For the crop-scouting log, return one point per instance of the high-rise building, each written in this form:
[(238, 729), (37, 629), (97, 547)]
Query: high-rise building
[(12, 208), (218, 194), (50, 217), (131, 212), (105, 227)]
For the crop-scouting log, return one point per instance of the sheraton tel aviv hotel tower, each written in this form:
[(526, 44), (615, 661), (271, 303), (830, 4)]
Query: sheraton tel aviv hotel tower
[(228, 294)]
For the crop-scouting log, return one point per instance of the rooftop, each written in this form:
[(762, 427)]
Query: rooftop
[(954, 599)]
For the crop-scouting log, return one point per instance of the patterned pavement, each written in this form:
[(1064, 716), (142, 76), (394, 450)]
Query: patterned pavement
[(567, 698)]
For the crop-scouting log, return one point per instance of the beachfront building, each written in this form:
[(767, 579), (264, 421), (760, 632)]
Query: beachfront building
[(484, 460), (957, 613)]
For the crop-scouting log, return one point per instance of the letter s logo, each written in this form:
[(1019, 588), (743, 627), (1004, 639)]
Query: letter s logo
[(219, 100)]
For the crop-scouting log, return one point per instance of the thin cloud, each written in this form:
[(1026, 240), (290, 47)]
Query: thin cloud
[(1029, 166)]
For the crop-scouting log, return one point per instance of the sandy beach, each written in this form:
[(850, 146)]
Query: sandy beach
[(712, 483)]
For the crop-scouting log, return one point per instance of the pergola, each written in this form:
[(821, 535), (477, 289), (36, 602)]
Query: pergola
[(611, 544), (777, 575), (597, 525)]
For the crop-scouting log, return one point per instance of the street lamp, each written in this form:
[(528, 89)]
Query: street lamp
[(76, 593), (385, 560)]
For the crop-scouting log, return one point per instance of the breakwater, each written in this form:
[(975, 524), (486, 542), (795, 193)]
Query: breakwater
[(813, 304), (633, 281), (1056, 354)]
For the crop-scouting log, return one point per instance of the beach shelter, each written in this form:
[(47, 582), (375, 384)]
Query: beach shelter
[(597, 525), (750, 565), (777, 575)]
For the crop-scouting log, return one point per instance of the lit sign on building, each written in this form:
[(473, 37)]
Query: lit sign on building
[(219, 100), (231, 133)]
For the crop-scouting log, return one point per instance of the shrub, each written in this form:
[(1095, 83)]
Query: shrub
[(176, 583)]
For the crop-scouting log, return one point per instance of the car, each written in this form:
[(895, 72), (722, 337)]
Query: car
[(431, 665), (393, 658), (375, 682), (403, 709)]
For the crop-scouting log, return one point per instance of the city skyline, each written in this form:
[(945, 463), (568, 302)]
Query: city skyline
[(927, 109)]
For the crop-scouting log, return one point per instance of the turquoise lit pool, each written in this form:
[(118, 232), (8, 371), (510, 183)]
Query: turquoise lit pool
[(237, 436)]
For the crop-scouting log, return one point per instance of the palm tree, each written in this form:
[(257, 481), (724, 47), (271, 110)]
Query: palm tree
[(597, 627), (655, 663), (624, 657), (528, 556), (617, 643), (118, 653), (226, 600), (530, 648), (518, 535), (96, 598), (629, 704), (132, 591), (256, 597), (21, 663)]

● Set task
Reproduce all of the records above, substituting "site survey" for each occurrence of "crop-scouting log" and keeping everything else the same.

● Exercise solution
For the site survey, return one point per instance of the high-rise building, each written in this form:
[(238, 729), (37, 629), (97, 547)]
Query: high-rise building
[(12, 208), (218, 194), (50, 217), (131, 212), (105, 227)]
For the site survey, return one point per instance of the sheraton tel aviv hotel tower, each written in this form:
[(526, 44), (615, 661), (271, 303), (830, 4)]
Query: sheraton tel aviv hotel tower
[(228, 294)]
For the site survey, return one point per instance of the rooftop, each written in this form:
[(762, 427)]
Query: rooftop
[(954, 599)]
For the site survey, return one point per instance of the patterned pavement, each written in this form:
[(1064, 716), (142, 76), (394, 450)]
Query: patterned pavement
[(567, 698)]
For the site survey, return one point per instance of the beachfront building, each written in this form:
[(767, 579), (264, 421), (760, 632)]
Query: beachfront building
[(484, 460), (957, 613)]
For the site survey, return one point per instance of the letter s logo, each written in this form:
[(1019, 588), (743, 627), (1004, 639)]
Query: letter s logo
[(219, 100)]
For the site survey, return one point per instance of the thin cloud, each written in this form:
[(1026, 240), (290, 47)]
Query: thin cloud
[(1029, 166)]
For the site survey, return one point per instance of the sandy beach, each written in this form:
[(850, 146)]
Query: sandy beach
[(712, 483)]
For the site survey, return one point per instance of the pergola, each written in this form:
[(821, 535), (477, 289), (36, 602)]
Query: pergola
[(611, 544), (777, 575), (597, 525)]
For the site survey, return one point per instance of the street lamp, each written in this form:
[(528, 89)]
Query: street lamp
[(76, 593), (385, 560)]
For the site survey, return one point per instance of the breakwater, each written in this form:
[(975, 524), (486, 542), (795, 193)]
Query: breakwater
[(813, 304), (633, 281), (1056, 354)]
For the site survey, return one point per instance of the beach shelter, each written in this form:
[(47, 582), (375, 384)]
Query: beach shelter
[(597, 525), (750, 565), (777, 575)]
For the site survey, return one point per instance of the lit sign on building, each written in this form:
[(473, 37)]
Query: lit sign on building
[(219, 100), (231, 133)]
For the site survey, return one point per instance of the shrub, each written in this form:
[(1095, 83)]
Query: shrub
[(176, 583)]
For the site survey, return one point per instance of the car, each written in this form:
[(895, 72), (722, 337)]
Query: car
[(431, 665), (393, 658), (375, 682), (403, 709)]
For the site survey, return one point per instance of the city skyline, each written in this form:
[(945, 463), (568, 302)]
Query: city skyline
[(927, 109)]
For the site survey, return one point per instance of the turquoise lit pool, each written in this form:
[(118, 232), (8, 371), (510, 183)]
Query: turquoise lit pool
[(237, 436)]
For the site survey, return one point per instance of the palm tree, each written in this form:
[(257, 481), (724, 47), (271, 110)]
Query: palm tree
[(597, 627), (655, 663), (624, 657), (528, 556), (617, 643), (118, 653), (226, 600), (530, 648), (518, 535), (96, 598), (629, 704), (132, 591), (256, 597), (21, 663)]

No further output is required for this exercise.